- [What you are asked to do]: From the entries below, copy each line in which the word "placed" occurs.

- [Task material]:

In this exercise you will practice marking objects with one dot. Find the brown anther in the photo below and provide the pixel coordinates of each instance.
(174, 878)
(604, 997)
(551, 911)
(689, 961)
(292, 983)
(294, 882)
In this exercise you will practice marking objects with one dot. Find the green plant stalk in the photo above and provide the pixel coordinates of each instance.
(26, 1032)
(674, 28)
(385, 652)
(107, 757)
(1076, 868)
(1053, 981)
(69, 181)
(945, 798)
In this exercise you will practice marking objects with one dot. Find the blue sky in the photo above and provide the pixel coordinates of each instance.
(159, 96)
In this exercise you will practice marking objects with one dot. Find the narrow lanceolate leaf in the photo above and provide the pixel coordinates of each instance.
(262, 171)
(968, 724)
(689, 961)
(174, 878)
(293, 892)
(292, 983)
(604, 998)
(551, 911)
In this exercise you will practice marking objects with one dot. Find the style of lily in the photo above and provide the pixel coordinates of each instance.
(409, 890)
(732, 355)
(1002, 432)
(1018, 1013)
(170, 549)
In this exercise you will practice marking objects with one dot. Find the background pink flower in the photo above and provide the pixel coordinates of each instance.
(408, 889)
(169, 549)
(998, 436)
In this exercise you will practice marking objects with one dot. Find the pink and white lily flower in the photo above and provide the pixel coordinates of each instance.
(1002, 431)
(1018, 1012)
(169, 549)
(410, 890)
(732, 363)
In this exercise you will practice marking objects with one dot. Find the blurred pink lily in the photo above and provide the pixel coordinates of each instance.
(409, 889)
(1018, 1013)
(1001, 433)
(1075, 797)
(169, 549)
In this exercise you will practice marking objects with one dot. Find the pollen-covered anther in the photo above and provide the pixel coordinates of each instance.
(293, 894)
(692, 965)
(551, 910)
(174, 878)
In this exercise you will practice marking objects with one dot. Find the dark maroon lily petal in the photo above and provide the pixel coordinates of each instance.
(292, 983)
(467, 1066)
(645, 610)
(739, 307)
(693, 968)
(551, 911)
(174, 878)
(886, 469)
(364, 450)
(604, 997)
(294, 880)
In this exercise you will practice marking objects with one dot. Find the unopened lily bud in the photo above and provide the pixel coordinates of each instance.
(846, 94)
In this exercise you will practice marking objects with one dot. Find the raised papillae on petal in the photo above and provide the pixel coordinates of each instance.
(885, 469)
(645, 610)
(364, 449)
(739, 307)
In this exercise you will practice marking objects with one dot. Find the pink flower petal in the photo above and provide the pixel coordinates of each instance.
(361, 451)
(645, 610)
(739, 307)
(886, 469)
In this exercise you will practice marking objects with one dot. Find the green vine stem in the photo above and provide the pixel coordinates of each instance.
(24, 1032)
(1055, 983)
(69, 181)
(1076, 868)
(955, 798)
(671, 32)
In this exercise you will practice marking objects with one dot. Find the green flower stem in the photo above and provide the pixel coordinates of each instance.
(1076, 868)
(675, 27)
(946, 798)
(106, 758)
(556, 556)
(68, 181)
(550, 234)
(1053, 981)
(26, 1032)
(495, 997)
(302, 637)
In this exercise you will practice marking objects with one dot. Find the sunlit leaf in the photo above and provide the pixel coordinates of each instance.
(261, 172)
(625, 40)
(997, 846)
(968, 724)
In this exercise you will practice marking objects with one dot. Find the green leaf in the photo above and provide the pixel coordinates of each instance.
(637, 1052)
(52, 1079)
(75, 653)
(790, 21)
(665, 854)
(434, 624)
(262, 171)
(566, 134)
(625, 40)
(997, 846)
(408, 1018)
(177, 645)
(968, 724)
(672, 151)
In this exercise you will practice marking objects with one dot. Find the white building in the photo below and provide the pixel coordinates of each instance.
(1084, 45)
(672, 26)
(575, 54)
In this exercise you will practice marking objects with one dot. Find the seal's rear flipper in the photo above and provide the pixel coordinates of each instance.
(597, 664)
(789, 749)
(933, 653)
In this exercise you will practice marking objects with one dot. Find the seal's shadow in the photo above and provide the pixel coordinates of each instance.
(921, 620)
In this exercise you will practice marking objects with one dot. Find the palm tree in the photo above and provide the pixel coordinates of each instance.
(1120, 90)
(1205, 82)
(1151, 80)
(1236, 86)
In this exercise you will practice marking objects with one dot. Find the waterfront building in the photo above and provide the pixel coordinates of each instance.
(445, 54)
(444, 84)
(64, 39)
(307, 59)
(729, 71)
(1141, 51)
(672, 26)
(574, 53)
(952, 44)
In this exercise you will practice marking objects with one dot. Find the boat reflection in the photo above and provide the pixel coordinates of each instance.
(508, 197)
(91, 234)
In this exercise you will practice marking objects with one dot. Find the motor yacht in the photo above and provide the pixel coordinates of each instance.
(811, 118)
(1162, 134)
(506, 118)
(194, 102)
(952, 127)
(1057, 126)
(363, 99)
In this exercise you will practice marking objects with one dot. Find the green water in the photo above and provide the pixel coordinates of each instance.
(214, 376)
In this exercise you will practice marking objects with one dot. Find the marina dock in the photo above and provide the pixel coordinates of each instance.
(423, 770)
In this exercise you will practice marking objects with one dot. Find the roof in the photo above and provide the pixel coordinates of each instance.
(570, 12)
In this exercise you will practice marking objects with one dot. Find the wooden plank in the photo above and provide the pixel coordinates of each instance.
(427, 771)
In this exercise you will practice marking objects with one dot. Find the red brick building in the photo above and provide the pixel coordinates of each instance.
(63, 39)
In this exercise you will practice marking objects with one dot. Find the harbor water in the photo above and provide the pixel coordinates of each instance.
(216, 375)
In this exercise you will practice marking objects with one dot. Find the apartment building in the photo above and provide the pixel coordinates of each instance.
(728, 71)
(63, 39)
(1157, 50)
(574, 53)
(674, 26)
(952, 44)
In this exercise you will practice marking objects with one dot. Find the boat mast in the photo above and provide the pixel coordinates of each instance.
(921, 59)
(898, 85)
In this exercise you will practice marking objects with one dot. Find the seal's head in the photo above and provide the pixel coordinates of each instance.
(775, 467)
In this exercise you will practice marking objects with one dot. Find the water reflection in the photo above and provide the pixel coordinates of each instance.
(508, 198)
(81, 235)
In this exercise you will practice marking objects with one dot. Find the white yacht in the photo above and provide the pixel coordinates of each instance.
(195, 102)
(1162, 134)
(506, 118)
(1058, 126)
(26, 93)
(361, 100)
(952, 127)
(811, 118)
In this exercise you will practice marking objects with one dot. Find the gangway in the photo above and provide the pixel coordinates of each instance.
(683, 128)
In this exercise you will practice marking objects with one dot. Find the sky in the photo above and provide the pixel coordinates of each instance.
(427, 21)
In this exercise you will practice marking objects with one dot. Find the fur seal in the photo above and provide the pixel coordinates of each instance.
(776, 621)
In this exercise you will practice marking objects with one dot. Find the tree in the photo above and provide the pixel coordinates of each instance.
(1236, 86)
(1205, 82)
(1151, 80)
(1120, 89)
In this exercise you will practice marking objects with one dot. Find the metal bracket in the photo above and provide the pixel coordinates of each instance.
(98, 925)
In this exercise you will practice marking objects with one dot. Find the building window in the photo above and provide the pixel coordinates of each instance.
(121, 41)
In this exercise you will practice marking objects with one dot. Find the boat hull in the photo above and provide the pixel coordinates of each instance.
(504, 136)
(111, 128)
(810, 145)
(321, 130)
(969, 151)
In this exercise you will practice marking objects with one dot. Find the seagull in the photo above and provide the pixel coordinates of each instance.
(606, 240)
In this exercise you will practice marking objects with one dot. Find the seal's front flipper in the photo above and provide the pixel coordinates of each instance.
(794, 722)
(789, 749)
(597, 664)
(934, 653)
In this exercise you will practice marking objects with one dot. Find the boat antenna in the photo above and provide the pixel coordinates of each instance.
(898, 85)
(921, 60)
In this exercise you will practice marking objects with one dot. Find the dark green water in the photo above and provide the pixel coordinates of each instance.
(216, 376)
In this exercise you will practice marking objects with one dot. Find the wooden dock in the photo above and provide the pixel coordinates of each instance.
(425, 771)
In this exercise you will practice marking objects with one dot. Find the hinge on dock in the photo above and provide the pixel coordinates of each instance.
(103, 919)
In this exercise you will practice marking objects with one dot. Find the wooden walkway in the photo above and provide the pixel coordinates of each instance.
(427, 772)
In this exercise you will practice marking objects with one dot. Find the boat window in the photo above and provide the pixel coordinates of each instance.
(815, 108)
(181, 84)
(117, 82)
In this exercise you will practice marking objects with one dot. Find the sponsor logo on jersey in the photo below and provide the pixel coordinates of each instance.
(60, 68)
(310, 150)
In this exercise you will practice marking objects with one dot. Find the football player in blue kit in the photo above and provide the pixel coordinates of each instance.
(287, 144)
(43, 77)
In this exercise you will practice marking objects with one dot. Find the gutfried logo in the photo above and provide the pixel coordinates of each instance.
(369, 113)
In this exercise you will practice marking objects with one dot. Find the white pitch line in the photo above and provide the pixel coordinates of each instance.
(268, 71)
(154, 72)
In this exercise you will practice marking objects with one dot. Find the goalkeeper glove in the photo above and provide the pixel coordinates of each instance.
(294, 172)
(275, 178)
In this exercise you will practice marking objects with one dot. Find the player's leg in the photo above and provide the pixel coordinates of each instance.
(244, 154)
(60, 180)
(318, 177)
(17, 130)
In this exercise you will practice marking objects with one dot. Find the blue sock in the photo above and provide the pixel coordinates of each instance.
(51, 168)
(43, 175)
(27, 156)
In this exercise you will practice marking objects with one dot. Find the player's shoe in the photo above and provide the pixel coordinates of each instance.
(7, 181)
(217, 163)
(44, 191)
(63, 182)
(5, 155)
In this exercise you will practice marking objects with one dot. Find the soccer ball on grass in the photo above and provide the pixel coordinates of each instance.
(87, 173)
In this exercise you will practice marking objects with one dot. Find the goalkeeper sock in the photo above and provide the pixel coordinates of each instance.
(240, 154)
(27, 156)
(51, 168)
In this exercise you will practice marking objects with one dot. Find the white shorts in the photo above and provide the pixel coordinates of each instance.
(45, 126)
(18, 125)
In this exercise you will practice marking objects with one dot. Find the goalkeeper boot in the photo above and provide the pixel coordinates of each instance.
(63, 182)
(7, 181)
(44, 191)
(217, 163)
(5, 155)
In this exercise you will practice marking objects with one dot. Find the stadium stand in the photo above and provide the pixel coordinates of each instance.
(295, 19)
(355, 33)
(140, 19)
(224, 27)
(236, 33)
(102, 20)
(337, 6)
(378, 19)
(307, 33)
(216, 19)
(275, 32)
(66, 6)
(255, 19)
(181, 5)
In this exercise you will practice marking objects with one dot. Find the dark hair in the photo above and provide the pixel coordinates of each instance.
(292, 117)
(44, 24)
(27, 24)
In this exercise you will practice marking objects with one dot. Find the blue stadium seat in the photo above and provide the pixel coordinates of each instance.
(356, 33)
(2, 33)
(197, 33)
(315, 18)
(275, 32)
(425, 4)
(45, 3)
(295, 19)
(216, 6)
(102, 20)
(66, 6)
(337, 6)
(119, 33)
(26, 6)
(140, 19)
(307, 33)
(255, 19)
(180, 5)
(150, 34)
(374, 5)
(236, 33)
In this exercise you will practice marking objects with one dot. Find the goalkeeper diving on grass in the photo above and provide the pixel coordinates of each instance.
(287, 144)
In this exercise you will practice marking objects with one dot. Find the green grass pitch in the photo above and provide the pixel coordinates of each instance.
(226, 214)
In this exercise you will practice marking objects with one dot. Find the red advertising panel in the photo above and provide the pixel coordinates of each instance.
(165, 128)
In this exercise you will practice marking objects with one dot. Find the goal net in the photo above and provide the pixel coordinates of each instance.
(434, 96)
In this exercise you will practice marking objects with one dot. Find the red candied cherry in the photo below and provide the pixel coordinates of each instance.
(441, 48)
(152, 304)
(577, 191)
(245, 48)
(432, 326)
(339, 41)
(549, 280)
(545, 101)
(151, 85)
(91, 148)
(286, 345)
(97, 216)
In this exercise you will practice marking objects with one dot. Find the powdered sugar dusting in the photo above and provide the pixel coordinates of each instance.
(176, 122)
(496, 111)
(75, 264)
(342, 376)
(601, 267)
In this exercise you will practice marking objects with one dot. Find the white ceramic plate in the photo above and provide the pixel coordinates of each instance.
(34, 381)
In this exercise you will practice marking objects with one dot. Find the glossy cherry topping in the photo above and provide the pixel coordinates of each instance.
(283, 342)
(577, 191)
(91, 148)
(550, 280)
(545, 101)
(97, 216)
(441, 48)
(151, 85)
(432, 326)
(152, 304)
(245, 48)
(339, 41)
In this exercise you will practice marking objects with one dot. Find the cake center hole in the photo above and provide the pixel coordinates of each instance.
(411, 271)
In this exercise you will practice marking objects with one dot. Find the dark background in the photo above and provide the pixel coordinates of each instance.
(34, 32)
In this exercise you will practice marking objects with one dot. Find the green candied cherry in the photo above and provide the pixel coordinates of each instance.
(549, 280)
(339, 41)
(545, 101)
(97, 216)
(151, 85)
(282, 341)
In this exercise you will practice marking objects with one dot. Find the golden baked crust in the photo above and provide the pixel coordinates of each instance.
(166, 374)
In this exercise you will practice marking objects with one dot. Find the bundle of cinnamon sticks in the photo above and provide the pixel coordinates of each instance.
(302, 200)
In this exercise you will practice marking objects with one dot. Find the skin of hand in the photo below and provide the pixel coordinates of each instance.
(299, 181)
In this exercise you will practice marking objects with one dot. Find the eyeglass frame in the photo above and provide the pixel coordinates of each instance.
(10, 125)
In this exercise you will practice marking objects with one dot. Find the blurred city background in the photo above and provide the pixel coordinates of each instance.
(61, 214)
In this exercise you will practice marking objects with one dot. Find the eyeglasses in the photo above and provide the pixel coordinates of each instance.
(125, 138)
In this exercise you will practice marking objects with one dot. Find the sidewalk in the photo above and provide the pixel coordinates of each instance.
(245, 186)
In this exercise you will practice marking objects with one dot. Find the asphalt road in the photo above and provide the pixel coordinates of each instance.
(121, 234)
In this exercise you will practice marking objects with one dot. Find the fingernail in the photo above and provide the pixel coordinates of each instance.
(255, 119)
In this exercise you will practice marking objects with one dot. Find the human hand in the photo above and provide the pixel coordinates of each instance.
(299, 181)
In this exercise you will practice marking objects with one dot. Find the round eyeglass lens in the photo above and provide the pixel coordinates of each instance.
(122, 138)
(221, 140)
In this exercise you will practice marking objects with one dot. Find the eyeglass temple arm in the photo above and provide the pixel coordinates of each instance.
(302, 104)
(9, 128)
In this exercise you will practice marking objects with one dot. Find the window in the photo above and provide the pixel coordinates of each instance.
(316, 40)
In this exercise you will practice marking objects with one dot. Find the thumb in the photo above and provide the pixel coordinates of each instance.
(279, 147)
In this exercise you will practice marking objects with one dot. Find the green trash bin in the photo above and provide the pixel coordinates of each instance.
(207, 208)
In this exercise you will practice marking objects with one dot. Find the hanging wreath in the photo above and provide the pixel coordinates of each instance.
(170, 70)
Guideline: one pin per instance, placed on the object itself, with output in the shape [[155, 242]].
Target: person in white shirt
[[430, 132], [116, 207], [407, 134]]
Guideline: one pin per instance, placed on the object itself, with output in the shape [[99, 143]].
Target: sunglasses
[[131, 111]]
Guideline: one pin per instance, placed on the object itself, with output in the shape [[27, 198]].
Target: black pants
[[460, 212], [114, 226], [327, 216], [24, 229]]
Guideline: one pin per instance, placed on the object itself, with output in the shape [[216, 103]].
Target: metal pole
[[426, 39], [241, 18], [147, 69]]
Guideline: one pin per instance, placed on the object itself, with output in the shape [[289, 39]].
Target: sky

- [Answer for this exercise]:
Guideline: one pin per instance, placed on the object itself, with output in the shape [[155, 242]].
Guideline: one pin per instance, placed on the object itself, with output in the shape [[99, 143]].
Guideline: one pin per instance, placed on the object itself, with output in the shape [[27, 198]].
Guideline: one pin per instance, placed on the object itself, with output in the shape [[216, 103]].
Guideline: one pin per instance, placed on the object itself, with output in the shape [[289, 39]].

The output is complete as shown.